EXTRACT TO READ -
'''

This mid-season production from Ross Valley Players departs from the rest of the season, especially from the two comedies that bracket it. “Journey’s End” shows the tedium of waiting for battle and the ways the plucky cook maintains service, no matter what food he has to work with.  Captain Stanhope, who’s been here three years and whose nerves are “battered to bits,” numbs his existence with alcohol, while a newly-arrived junior officer is excited about the prospect and thinks it’s “an amazing bit of luck” that he’s been assigned to Stanhope’s battalion.

 

This all sounds remarkably real, and it was. Sherriff served in the war and was twice wounded. It has been said that “Journey’s End” was his tribute to those who didn’t survive. It came to the stage in London in 1928, with an appropriately young Laurence Olivier in the role of Stanhope. The Ross Valley production was directed by James Dunn, who’d seen the play in London in 2005 and was determined to bring it to Ross Valley, where it is having a west coast premiere. Dunn’s respect for the material shows in every scene.

 

The British accents seem natural and the pronunciations unaffected. Stanhope is referred to as “Stanup;” the town of Ypres is called “Wipers.”

 

The set, so important to the mood of the story, was designed by Ron Krempetz and assembled by Ian Swift. The Army costumes, helmets included, were  collected by Michael Berg. Maureen Scheuenstuhl arranged the dugout’s props.

 

Stephen Dietz, who plays the self-controlled 2nd Lt. Trotter, also designed the very effective sound effects. Ellen Brooks and Ian Lamers did the lights, which become more important as the play goes on.

 

Francis Serpa has the role of idealistic young Lt. Raleigh. Tom Hudgens is Lt. Osborne, everybody’s “uncle,” and Philip Goleman is the terror-stricken Hibbard.

 

Sean Gunnell portrays Pvt. Mason, the tireless cook, with Jeff Taylor as the Company Sgt. Major. David Yen appears in the Olivier role as edgy  long-termer, Capt. Stanhope, explaining his alcohol consumption as, “I couldn’t bear to be fully conscious all the time.”

 

Two former Peninsula  lads — Ross Berger and Steve Price — are double-cast. Berger plays Lance Cpt. Broughton and a German soldier, and Price is both Capt. Hardy and the Colonel.

 

R. C. Sherriff, says James Dunn, didn’t set out to write a pacifist play, but that’s what he wrote. It’s a strong and moving piece of theatre, and it comes almost 100 years from the beginning of that war.

 

“Journey’s End” will play at The Barn Theatre in Ross Thursdays through Sunday, Feb. 16. Thursday performances are at 7:30 p.m., Fridays and Saturdays at 8 p.m., and Sunday matinees at 2 p.m. Ticket prices range from $13 (children and students on Thursday nights) to $22. A “Talkback” with director and actors will take place after matinee performances in February.

'''

GIVEN DATA -

'''

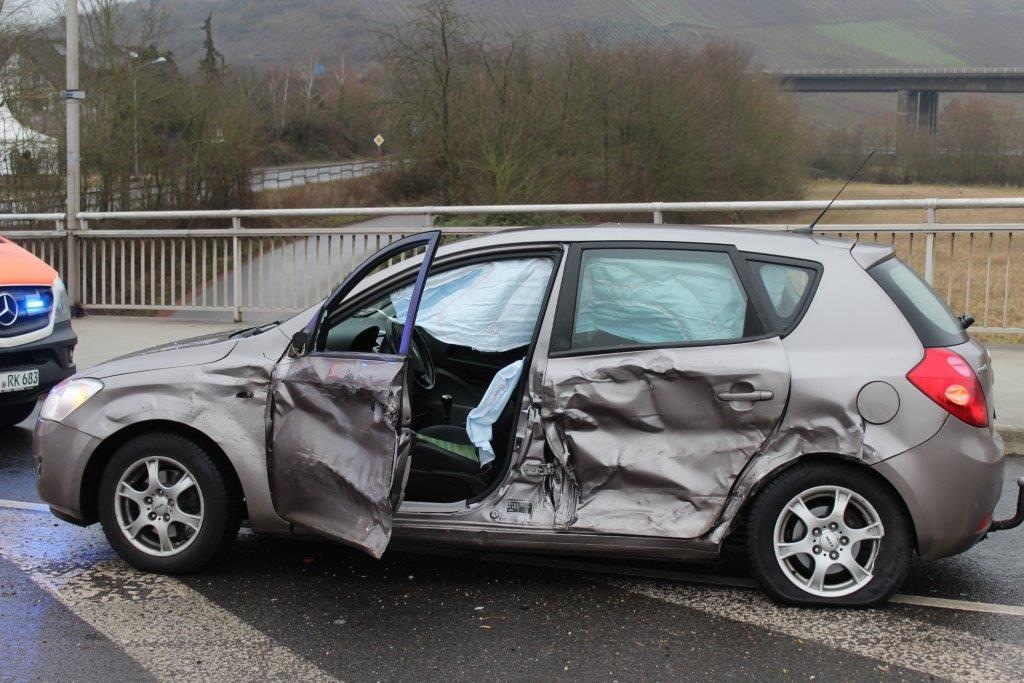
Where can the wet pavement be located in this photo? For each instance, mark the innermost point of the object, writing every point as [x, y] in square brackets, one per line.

'''

WHAT THE TASK REQUIRES -
According to the review, why does Captain Stanhope drink? Answer in one to three sentences.

TASK RESULT -
Stanhope has been at the front for three years, and his nerves are "battered to bits," so he uses alcohol to numb his existence. He explains, "I couldn't bear to be fully conscious all the time."